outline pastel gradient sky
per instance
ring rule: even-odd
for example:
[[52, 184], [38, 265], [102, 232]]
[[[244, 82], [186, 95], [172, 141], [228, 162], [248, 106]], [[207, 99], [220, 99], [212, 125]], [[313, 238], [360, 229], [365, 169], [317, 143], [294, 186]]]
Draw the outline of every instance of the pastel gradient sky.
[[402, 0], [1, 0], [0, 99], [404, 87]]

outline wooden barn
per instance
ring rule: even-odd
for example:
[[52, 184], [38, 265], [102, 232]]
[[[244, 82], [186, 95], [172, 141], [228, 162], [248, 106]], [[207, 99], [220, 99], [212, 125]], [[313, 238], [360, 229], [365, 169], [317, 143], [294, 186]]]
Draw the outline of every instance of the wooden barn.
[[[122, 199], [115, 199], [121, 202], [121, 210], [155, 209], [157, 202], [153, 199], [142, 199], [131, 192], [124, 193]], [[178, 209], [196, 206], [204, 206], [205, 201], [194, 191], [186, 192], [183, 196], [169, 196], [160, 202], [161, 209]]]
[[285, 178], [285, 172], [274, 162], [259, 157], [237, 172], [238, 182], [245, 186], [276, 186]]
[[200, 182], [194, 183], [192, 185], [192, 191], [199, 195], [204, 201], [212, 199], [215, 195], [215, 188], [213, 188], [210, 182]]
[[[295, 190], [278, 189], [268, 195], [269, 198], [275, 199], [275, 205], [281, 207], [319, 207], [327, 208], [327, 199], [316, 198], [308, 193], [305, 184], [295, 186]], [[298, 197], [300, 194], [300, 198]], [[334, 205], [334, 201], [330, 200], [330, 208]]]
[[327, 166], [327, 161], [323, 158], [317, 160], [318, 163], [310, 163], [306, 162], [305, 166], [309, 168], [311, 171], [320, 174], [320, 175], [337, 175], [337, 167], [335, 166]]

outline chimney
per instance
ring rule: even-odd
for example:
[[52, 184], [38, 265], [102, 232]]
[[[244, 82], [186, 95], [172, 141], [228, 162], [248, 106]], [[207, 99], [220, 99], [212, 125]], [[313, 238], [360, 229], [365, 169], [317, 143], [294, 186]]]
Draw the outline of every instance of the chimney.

What to produce:
Word for word, transcribe each record.

Written answer:
outline pastel gradient sky
per instance
ring rule: even-odd
for example:
[[52, 184], [38, 265], [102, 232]]
[[[244, 82], [186, 95], [172, 141], [228, 162], [248, 106]], [[207, 99], [220, 99], [212, 125]], [[313, 238], [360, 229], [365, 169], [317, 143], [294, 186]]]
Draw the outline of every instance of the pastel gradient sky.
[[402, 0], [1, 0], [0, 99], [404, 87]]

outline wooden barn
per instance
ring rule: even-odd
for example:
[[52, 184], [38, 265], [102, 232]]
[[[244, 82], [186, 95], [172, 141], [228, 162], [248, 106]], [[207, 99], [220, 99], [212, 125]], [[313, 238], [360, 229], [365, 169], [317, 143], [294, 186]]]
Draw the outline of every instance of the wooden barn.
[[[122, 199], [115, 199], [121, 202], [121, 210], [155, 209], [157, 202], [153, 199], [142, 199], [131, 192], [124, 193]], [[178, 209], [196, 206], [204, 206], [205, 201], [194, 191], [186, 192], [183, 196], [169, 196], [160, 202], [161, 209]]]
[[285, 178], [285, 172], [274, 162], [259, 157], [237, 172], [238, 182], [245, 186], [276, 186]]
[[200, 182], [194, 183], [192, 185], [192, 191], [199, 195], [204, 201], [212, 199], [215, 195], [215, 188], [213, 188], [210, 182]]
[[[295, 190], [278, 189], [268, 195], [269, 198], [275, 199], [275, 205], [281, 207], [319, 207], [327, 208], [327, 199], [316, 198], [308, 193], [305, 184], [295, 186]], [[298, 197], [300, 194], [300, 198]], [[334, 205], [334, 201], [330, 200], [330, 208]]]
[[327, 166], [327, 161], [323, 158], [317, 160], [318, 163], [310, 163], [306, 162], [305, 166], [309, 168], [311, 171], [320, 174], [320, 175], [337, 175], [337, 167], [335, 166]]

outline chimney
per instance
ring rule: even-odd
for example:
[[52, 184], [38, 265], [102, 232]]
[[[244, 82], [186, 95], [172, 141], [228, 162], [248, 106]], [[207, 99], [220, 99], [212, 125]], [[313, 238], [360, 229], [365, 169], [317, 143], [294, 186]]]
Draw the outline of every instance of the chimney.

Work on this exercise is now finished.